▶ _List of tasks_:
(A) In the letter, in what month did the writer's biggest heartbreak happen?
(B) Quote the letter word for word, beginning at the words "March was indicative" and stopping after "my favorite love.".

▶ _Article_:

It's me. I begun this series with a letter to you, and decided to close it the same way.

March was indicative of a new beginning in the life of "us". Before then you were a stranger. A being I walked by. A social media friend whose statuses had gone ignored. A leader I watched on Sundays. 

Then you spoke. Fireworks ignited and friendship ensued. Nothing forced. Everything about it was authentic. I had no idea you'd become my best friend; my favorite love. 

I had no idea you'd become my biggest heartbreak. That was in February three years later. February, a month dedicated to love and black excellence became a month of pain. Of ending. Of termination.

I let anger fester for a while as I sorted through my emotions. There were too many to choose; I always chose the bad ones. The ones that ignited rage. The ones that encouraged me to shout cuss words into the speakerphone before I launched my phone across the room. Funny how beautiful things can quickly become ugly. Funny how we try to avoid those beautiful things later because of it.

March followed—as it does every year. But this March brought a pain that I didn't know existed. It brought reflection that I didn't realize I needed. It brought behavior I didn't know I still had in me. This March was different from the March in which we met.

▶ _Collected material_:
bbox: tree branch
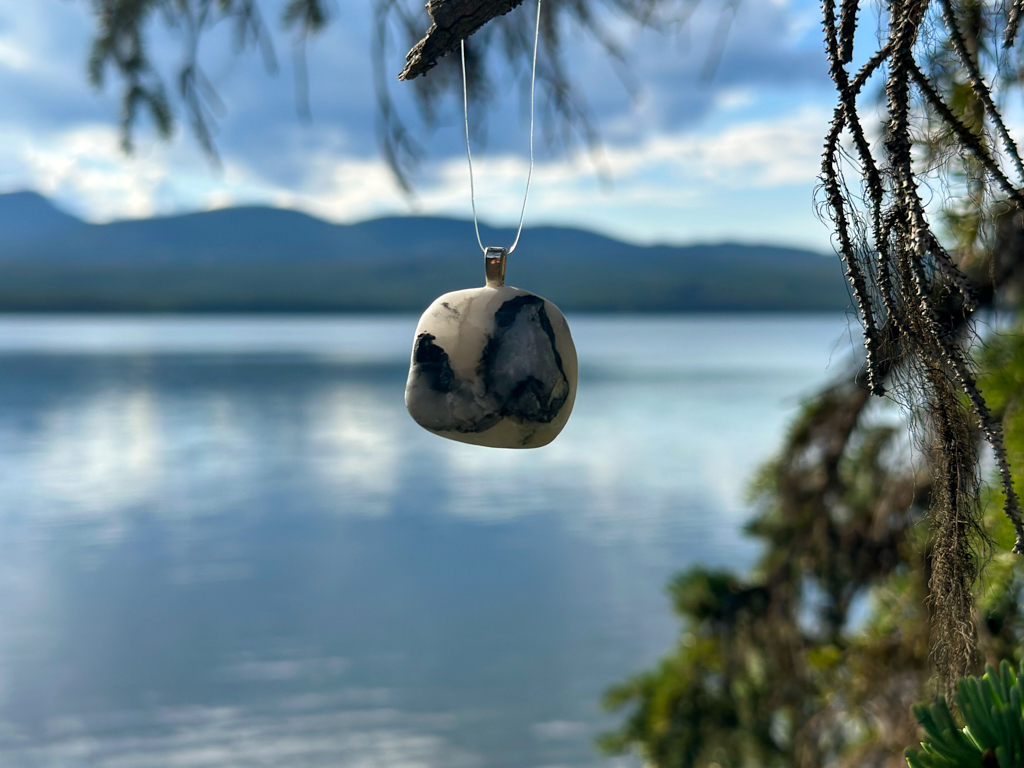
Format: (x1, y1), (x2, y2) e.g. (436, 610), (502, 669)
(398, 0), (522, 80)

▶ _Solutions in order_:
(A) February, three years later.

(B)
March was indicative of a new beginning in the life of "us". Before then you were a stranger. A being I walked by. A social media friend whose statuses had gone ignored. A leader I watched on Sundays. 

Then you spoke. Fireworks ignited and friendship ensued. Nothing forced. Everything about it was authentic. I had no idea you'd become my best friend; my favorite love.